**Task prompt:**
Up to and including the line with "Target: sky", please set down the entries below exactly, starting from the first line.

[Collection entries]
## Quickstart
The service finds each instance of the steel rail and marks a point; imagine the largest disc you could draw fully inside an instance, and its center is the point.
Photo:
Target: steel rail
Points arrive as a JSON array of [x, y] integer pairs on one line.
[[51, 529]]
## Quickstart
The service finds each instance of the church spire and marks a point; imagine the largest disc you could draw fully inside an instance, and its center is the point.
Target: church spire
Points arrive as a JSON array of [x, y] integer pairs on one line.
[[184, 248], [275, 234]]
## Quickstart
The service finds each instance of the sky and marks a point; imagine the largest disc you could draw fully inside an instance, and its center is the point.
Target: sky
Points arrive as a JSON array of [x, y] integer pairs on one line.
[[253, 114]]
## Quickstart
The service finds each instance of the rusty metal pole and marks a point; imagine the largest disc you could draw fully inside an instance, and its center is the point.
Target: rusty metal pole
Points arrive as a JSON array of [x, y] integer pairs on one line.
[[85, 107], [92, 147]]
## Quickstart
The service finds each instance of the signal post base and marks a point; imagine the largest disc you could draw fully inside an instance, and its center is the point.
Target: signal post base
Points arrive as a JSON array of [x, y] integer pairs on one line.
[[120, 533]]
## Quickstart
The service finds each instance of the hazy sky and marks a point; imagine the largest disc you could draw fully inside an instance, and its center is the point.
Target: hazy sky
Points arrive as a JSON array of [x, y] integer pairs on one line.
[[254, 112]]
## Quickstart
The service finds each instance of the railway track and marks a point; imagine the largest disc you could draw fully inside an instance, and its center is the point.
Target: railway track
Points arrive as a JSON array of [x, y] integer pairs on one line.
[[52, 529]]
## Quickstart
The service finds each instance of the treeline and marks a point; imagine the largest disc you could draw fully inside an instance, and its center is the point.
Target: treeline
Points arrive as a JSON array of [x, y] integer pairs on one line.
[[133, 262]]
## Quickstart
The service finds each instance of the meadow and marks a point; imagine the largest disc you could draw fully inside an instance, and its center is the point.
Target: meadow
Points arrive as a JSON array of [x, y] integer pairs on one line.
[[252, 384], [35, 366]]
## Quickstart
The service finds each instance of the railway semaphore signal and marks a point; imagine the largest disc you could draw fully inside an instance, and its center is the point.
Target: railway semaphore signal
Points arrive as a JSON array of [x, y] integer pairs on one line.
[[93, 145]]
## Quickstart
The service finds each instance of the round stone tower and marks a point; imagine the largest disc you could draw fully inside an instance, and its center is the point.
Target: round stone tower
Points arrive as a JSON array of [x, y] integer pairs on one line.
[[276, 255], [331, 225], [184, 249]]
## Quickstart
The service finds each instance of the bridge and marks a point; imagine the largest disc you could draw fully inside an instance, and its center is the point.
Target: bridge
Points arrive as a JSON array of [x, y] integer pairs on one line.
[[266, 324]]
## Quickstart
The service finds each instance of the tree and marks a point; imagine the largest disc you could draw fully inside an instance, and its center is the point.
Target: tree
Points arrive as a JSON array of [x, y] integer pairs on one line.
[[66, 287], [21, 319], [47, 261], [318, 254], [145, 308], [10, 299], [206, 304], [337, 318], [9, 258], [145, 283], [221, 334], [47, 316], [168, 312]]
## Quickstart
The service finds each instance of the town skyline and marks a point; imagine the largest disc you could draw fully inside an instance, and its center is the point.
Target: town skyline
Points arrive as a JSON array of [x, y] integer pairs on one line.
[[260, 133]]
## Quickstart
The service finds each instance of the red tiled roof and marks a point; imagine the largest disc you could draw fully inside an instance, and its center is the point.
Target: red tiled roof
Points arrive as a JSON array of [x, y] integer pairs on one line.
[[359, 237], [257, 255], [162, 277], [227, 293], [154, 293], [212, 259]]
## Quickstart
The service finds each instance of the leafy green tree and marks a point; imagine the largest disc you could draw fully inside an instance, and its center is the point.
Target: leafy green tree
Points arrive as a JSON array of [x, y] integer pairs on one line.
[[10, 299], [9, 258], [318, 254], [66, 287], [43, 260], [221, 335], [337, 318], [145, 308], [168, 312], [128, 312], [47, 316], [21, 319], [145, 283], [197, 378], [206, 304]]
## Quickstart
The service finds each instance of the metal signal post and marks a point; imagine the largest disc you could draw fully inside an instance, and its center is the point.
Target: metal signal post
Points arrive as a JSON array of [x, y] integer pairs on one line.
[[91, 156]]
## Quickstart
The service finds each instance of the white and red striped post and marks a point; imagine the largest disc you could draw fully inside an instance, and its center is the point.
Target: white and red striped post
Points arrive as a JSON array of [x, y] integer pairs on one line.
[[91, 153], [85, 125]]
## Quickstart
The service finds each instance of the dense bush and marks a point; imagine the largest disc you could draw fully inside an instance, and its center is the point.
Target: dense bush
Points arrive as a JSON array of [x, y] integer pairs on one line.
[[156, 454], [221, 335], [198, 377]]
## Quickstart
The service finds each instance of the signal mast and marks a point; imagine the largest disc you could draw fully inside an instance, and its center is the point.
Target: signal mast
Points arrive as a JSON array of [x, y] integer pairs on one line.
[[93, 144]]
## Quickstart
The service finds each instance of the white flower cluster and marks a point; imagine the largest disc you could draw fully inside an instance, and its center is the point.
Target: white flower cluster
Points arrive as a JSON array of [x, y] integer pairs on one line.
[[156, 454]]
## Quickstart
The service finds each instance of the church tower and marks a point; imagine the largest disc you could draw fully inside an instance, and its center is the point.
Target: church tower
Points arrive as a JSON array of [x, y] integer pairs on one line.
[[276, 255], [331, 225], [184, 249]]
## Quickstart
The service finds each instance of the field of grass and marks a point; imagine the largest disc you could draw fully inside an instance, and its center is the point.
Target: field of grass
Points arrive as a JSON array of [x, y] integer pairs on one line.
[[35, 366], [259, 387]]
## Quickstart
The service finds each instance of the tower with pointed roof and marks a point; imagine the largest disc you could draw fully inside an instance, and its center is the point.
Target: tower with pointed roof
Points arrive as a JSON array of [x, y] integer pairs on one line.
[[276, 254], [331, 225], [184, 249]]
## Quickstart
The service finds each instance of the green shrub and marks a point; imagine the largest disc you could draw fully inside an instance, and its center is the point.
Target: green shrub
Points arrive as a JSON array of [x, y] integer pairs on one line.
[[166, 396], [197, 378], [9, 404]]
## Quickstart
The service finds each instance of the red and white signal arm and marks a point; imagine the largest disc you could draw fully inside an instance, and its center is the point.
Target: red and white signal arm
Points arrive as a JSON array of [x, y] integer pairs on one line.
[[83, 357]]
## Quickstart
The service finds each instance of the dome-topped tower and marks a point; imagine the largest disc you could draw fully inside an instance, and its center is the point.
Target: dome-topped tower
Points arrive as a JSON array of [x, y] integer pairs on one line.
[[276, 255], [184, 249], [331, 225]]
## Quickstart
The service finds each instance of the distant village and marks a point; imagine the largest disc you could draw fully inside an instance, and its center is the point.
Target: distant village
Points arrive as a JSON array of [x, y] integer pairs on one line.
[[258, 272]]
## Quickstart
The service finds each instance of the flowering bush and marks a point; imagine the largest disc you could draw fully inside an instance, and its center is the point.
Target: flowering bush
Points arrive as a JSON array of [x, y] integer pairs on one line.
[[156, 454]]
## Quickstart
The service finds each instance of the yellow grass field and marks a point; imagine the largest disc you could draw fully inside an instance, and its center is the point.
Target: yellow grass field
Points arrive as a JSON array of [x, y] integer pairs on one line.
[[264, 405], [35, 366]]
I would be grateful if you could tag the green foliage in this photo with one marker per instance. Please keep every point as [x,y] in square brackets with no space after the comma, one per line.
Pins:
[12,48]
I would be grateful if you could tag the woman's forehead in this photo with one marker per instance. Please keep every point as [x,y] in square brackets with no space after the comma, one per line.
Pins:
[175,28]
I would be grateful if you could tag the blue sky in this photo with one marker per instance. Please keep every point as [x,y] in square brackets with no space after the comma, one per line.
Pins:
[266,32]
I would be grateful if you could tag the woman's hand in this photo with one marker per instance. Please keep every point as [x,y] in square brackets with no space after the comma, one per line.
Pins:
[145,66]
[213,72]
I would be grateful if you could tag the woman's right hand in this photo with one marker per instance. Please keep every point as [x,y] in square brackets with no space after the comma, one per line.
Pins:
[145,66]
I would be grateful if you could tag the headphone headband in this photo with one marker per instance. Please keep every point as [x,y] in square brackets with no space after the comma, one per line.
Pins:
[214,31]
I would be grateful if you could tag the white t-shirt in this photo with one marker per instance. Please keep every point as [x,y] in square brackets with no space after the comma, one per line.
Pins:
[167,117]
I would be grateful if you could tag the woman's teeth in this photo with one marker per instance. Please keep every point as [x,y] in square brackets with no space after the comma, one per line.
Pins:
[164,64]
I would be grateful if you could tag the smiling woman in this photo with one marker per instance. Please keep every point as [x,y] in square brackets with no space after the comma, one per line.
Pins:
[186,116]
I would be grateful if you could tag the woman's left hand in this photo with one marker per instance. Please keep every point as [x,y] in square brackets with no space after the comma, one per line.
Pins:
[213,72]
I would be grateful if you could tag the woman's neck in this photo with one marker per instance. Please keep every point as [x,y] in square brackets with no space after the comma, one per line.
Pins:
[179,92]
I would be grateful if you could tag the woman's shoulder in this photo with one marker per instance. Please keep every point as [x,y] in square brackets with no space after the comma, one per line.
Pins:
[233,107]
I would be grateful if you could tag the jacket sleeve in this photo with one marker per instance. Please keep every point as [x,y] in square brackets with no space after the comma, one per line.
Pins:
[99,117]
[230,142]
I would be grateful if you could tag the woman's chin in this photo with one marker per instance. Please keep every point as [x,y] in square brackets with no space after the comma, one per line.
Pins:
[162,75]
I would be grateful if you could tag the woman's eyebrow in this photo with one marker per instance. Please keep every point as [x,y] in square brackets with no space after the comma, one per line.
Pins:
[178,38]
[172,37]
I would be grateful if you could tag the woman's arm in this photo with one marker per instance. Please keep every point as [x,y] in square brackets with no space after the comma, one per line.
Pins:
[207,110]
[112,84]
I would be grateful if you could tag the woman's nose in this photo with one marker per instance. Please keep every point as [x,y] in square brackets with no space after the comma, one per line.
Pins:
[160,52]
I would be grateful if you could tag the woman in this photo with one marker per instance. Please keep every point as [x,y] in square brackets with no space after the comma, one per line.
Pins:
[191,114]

**Worked solution:**
## Quickstart
The service finds each instance of the steel rail and marks a point; imagine the largest disc you could draw fully inside an instance, and its center is the point.
Photo:
Target: steel rail
Points arrive as a JSON array of [x, y] integer pairs on one line.
[[51, 529]]
## Quickstart
The service finds each instance of the church spire and marks a point; imagine the largest disc you could draw fully inside an instance, and its center is the point.
Target: church spire
Points arrive as a JSON array of [x, y] integer pairs on one line.
[[184, 248], [275, 234]]
## Quickstart
The service finds each instance of the sky and marks a point; imagine the largest disc you could draw fully inside an instance, and its center is the point.
Target: sky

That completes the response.